[GIVEN INSTRUCTION 1]: Write out the rows from their start to the line with "instruction: provide the mask of every instance of the crane", switching "crane jib" to "crane boom" and leaving everything else the same.

Now here's the problem. All these encroachiverses were what spewed out of that black hole, and breaking the seal on them allows the encroachiverse to actually encroach on the rest of the universe. Given humans' curiosity, and that all of the boxes got shot to Earth, they'll eventually all be poked and prodded until all of these encroachiverse send the universe into chaos. The Critic decides that he needs a non-indigenous life-form to help set things in order. Enter Howard the Duck.

Howard's unwilling arrival knocks Brent into the box he and Jen were examining. Naturally, She-Hulk dives in afterwards, taking Howard with her. The universe they find themselves in is "the Baloneyverse -- a cosmos of cold cuts" which changes She-Hulk into plain Jen Walters.

That takes readers all the way to the end of #14. Since I'm eager to get into some actual analysis, let me sum up the rest of the story by saying that She-Hulk undergoes several more changes, there are several dues ex machina style rescues from The Critic, we get several such-n-such-verse gags, and it all ends with She-Hulk using the human Black Hole to suck in all the encroachiverses that got spewed out at the beginning of the story.

All of this villainy is actually the work of Dr. Angst, an old Howard the Duck foe who calls himself the Master of Mudane Mysticism. His ultimate goal is to rule the universe. But instead of trying to usurp all of the various worthy leaders, he instead intends to eliminate all but the "dullest places in all of what currently comprises existence." He intends to create the "Insipiverse -- the quintessential distillation of cosmic tedium! A universe of spiritual topor, aesthetic monotony, and intellectual inertia!" His thinking is that a universe so bland would make someone as mundane as himself look brilliant, creative and original thereby making him the most powerful being in the universe. This is, of course, the warped sort of brilliant thinking that Steve Gerber made himself known for while writing Howard the Duck.

Let me start some analysis here by looking at the cover of issue #14. Or, I should say, covers...

[AVAILABLE DATA]:
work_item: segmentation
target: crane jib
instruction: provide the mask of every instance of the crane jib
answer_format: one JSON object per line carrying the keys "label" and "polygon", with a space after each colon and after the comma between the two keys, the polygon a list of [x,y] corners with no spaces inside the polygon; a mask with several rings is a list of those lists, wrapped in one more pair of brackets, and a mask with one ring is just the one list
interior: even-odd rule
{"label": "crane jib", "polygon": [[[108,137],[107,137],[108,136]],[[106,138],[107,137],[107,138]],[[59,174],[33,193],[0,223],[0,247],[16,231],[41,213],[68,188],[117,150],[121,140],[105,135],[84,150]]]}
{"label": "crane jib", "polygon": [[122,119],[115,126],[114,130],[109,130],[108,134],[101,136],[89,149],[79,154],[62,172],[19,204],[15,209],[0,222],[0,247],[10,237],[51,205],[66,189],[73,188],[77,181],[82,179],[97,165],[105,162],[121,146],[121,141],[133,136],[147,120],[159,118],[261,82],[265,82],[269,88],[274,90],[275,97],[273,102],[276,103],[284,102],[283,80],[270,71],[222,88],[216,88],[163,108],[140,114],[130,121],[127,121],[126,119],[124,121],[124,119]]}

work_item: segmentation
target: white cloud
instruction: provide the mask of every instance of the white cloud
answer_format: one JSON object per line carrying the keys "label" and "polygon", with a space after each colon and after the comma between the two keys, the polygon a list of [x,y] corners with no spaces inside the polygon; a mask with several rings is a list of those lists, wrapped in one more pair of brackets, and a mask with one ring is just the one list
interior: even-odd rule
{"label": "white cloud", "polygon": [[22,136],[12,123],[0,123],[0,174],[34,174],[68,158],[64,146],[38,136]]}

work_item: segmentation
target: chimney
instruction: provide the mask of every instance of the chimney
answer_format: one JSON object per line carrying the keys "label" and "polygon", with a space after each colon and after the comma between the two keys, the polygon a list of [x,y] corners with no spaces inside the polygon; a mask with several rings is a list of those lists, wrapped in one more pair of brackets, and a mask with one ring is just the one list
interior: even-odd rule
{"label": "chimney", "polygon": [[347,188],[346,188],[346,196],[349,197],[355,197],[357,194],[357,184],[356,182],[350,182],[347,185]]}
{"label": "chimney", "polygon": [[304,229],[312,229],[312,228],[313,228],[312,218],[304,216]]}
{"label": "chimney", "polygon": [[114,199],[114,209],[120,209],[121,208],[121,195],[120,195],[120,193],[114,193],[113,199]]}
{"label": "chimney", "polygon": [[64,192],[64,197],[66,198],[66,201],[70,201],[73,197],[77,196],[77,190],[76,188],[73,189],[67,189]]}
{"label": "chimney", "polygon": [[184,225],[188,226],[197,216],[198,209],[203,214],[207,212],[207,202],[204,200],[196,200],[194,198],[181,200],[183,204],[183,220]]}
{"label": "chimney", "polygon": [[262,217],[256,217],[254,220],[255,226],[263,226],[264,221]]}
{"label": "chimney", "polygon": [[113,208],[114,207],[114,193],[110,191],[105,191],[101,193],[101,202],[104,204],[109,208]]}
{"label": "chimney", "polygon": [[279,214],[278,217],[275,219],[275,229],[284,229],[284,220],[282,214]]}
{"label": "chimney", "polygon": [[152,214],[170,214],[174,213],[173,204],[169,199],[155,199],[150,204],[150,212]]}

[GIVEN INSTRUCTION 2]: Set down the part of the She-Hulk review from "Howard's unwilling arrival" to "plain Jen Walters." word for word.

[TASK RESPONSE 1]:
work_item: segmentation
target: crane boom
instruction: provide the mask of every instance of the crane boom

[TASK RESPONSE 2]:
Howard's unwilling arrival knocks Brent into the box he and Jen were examining. Naturally, She-Hulk dives in afterwards, taking Howard with her. The universe they find themselves in is "the Baloneyverse -- a cosmos of cold cuts" which changes She-Hulk into plain Jen Walters.